----- TEXT PROVIDED
Places In Our Past.

Dave Babler
4 min readOct 25, 2020

A tribute to my childhood summer campground.

The main lodge of Lakeshore Christian Camp.

I recently discovered my childhood summer campground has been abandoned for over a decade. I have vivid coming-of-age memories from this place, but even the most vivid memories are no substitute for being there. I needed to go back. I texted a friend from high school, grabbed my camera bag, jumped in his newly acquired Prius, and we were off. His memory of the drive there was more accessible than mine, but my failure to remember wouldn’t last very long. After driving down the muddy, overgrown road that led to the lodge, all my memories returned.

Walking through Lakeshore Christian Camp was like walking through a puzzle. Piece-by-piece I slowly assembled my disordered mess of camp memories. The environment gradually transformed from ruin to imaginative restoration as I went from site to site. While the grounds remained pretty unrecognizable, they were still capable of connecting my scattered memories.

“If it were not for the warm memories I have of this place, It would have been a much more chilling experience.”
----------
EXERCISES TO COMPLETE>
(1) Sum up the campground tribute in two sentences.
(2) Answer these questions from the campground tribute.
(a) How long had the campground been abandoned?
(b) In what vehicle did the trip to the camp take place?
(c) What does the writer say walking through Lakeshore Christian Camp was like?
(3) Repeat the campground tribute between "Places In Our" and "my memories returned.", inclusive.
----- SUPPLIED DATA
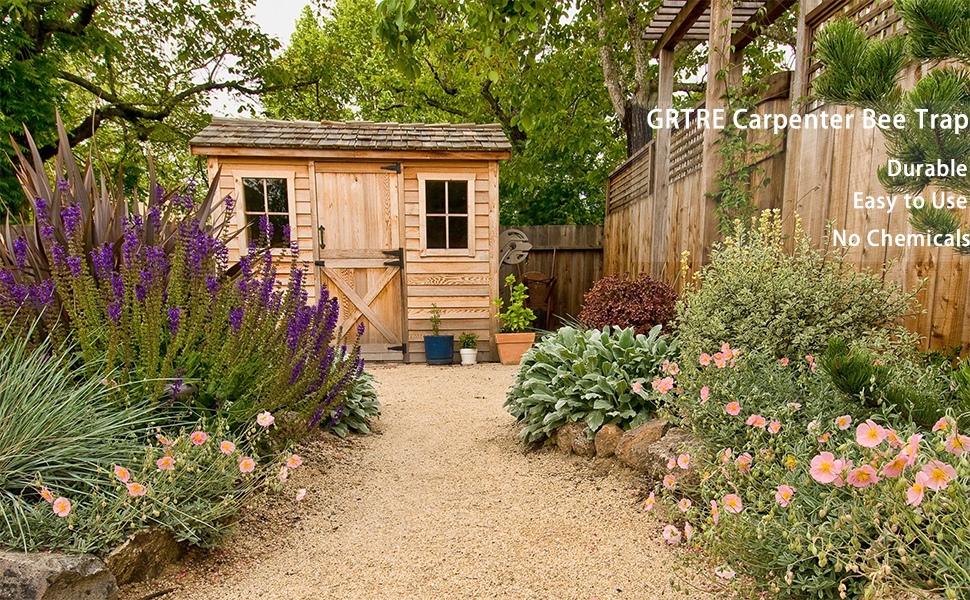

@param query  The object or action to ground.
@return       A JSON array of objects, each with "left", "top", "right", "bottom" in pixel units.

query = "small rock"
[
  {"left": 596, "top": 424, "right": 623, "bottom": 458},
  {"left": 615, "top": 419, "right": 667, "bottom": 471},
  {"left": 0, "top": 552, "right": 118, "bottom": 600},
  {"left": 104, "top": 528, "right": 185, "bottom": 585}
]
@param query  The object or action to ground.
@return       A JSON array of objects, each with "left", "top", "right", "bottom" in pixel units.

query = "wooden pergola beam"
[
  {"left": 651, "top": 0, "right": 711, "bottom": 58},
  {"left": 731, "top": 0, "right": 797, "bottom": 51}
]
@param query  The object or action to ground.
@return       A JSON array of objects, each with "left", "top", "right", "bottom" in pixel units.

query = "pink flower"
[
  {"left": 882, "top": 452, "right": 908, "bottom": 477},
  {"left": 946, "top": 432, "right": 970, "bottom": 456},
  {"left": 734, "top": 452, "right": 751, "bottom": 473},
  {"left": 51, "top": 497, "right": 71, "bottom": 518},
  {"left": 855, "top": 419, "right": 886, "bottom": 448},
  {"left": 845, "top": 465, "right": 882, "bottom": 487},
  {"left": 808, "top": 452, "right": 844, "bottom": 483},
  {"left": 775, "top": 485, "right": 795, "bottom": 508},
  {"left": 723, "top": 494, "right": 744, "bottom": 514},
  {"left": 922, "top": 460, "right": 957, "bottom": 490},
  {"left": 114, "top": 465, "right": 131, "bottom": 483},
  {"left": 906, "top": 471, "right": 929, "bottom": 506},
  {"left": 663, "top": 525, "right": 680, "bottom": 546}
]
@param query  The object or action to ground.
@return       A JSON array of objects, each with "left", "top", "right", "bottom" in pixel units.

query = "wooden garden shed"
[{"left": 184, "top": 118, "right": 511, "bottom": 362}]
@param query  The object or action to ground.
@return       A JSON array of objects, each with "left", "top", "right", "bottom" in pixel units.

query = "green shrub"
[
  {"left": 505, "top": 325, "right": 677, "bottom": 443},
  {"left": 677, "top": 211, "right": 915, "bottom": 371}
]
----------
FINAL RESULTS>
(1) The writer discovered that Lakeshore Christian Camp, a childhood summer campground, had been abandoned for over a decade, and went back with a friend from high school. Walking from site to site, the writer found the grounds pretty unrecognizable but still able to connect scattered memories, like assembling a puzzle.

(2)
(a) For over a decade.
(b) A friend's newly acquired Prius.
(c) Walking through a puzzle.

(3)
Places In Our Past.

Dave Babler
4 min readOct 25, 2020

A tribute to my childhood summer campground.

The main lodge of Lakeshore Christian Camp.

I recently discovered my childhood summer campground has been abandoned for over a decade. I have vivid coming-of-age memories from this place, but even the most vivid memories are no substitute for being there. I needed to go back. I texted a friend from high school, grabbed my camera bag, jumped in his newly acquired Prius, and we were off. His memory of the drive there was more accessible than mine, but my failure to remember wouldn’t last very long. After driving down the muddy, overgrown road that led to the lodge, all my memories returned.